Rewrite the interview with Bhuvanesh Komkali from "For example, in" up to and including "barrier in music.", switching "Delhi" to "Kolkata".

# PASSAGE SHOWN:
● ● ●

V ocalist Bhuvanesh Komkali, grandson of the late Kumar Gandharva, carries a legacy at once joyful and onerous. Kumar Gandharva died in 1992. Bhuvanesh has received a boon that ultimately is bestowed not by training, but by genetics and sheer good fortune: a voice hauntingly reminiscent of his grandfather. Bhuvanesh, a disciple of his grandmother Vasundhara Komkali and of Madhup Mudgal, emphasises that although the public sees him as a performing artiste, he considers himself a student. He says: “I want to remain always under the guidance and protection of my guru.” Indian classical arts are part of an invaluable and incomparable heritage, he notes. “Classical music is both bandhan and gives immense freedom. These are not my words, but of Kumar ji . As for toughness, all paths are tough in today's competitive world. That is why I feel all young musicians today should remain faithful (nishthaavaan) to their guru and be proud (abhimaani) of their art.”
Edited excerpts from a conversation with the Dewas-based Bhuvanesh …
Concert planning based on perceived differences in audiences in different places…
There is a difference everywhere and it does affect me to some extent.
For example, in Delhi I would not plan to sing Marathi abhang and Natyageet, etc., since it is not a Marathi audience, unless the festival was particularly meant for such compositions. That said, I also feel that even when I perform before a non-Indian audience, there is no verbal language barrier in music.
Being a professional classical musician is like navigating a river with two banks: one purely spiritual and the other worldly…
I experience this all the time. Truly art takes us towards spirituality. It gives us atmik shanti . It is a world apart. But the needs and requirements of the ordinary world too are very important. We get petrol at the same rate as other people! That's why it's necessary to see both sides (of life). But I feel there is no option – one has to try to balance the two.

● ● ●

(Stored data)
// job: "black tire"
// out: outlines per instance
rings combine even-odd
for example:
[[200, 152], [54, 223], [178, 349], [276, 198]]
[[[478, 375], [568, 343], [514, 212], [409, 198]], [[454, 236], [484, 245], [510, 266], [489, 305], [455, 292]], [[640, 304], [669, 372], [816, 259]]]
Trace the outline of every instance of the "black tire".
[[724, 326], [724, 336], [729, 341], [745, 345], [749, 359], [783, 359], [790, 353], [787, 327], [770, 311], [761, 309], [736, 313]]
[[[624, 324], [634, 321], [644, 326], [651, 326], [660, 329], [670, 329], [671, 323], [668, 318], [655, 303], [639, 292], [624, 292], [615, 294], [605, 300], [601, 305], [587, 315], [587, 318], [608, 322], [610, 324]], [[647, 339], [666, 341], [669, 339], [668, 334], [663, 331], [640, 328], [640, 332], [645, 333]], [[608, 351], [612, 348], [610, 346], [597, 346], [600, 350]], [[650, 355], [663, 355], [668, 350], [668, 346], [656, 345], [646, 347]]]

● ● ●

# RESULT FOR THIS EXERCISE:
For example, in Kolkata I would not plan to sing Marathi abhang and Natyageet, etc., since it is not a Marathi audience, unless the festival was particularly meant for such compositions. That said, I also feel that even when I perform before a non-Indian audience, there is no verbal language barrier in music.